- WHAT YOU NEED TO DO: Reproduce the data exactly.

- EXERCISE MATERIALS:

** Begin **

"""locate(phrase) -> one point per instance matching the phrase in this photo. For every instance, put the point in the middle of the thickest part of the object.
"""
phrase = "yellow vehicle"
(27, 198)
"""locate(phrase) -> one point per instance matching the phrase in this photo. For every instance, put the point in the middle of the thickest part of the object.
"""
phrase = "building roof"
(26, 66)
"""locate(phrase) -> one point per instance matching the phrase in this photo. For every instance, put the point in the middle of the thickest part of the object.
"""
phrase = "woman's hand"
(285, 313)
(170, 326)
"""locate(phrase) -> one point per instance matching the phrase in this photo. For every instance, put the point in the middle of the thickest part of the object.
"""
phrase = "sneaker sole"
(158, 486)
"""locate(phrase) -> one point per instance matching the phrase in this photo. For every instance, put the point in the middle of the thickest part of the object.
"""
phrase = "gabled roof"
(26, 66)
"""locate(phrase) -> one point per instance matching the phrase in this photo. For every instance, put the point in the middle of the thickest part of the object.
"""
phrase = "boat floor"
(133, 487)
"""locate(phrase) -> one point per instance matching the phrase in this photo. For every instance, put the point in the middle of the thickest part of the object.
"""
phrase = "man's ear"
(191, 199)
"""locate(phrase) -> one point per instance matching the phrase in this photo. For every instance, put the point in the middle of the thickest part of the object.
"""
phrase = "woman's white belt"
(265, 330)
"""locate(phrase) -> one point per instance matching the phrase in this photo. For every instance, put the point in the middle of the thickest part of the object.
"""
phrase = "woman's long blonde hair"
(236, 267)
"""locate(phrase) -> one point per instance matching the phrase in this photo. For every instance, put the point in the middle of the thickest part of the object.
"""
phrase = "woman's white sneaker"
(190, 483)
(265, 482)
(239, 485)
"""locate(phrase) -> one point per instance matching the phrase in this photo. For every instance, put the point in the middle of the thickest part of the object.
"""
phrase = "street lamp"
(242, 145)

** End **

- REPLY TO THE EXERCISE:
"""locate(phrase) -> one point per instance matching the phrase in this photo. For every instance, put the point in the middle of the thickest part of the object.
"""
phrase = "yellow vehicle"
(27, 198)
"""locate(phrase) -> one point per instance matching the phrase in this photo. For every instance, put the point in the middle of the thickest part of the object.
"""
phrase = "building roof"
(26, 66)
"""locate(phrase) -> one point per instance matching the phrase in this photo. For every instance, put the point in the middle of the thickest part of the object.
"""
phrase = "woman's hand"
(285, 313)
(170, 326)
"""locate(phrase) -> one point per instance matching the phrase in this photo. For every instance, put the point in the middle of the thickest part of the object.
"""
phrase = "sneaker sole"
(158, 486)
"""locate(phrase) -> one point per instance matching the phrase in this photo. For every instance, put the point in the middle of the thickest part of the object.
"""
phrase = "gabled roof"
(26, 66)
"""locate(phrase) -> one point per instance matching the phrase in this photo. For every instance, put the point in the middle of the thickest part of the object.
"""
phrase = "boat floor"
(133, 487)
"""locate(phrase) -> one point per instance matching the phrase in this photo. For every instance, put the point in the middle of the thickest part of the object.
"""
phrase = "man's ear"
(191, 199)
"""locate(phrase) -> one point per instance matching the phrase in this photo. For every instance, put the point in the middle of the thickest part of the object.
"""
phrase = "woman's white belt"
(265, 330)
"""locate(phrase) -> one point per instance matching the phrase in this photo. For every instance, put the point in the middle of the thickest part of the object.
"""
phrase = "woman's long blonde hair"
(236, 267)
"""locate(phrase) -> one point per instance matching the phrase in this photo. For every instance, put the point in the middle of the thickest part of the object.
"""
phrase = "woman's white sneaker"
(190, 483)
(265, 482)
(239, 485)
"""locate(phrase) -> one point per instance matching the phrase in this photo. For every instance, put the point in the middle of the thickest part of the object.
"""
phrase = "street lamp"
(242, 145)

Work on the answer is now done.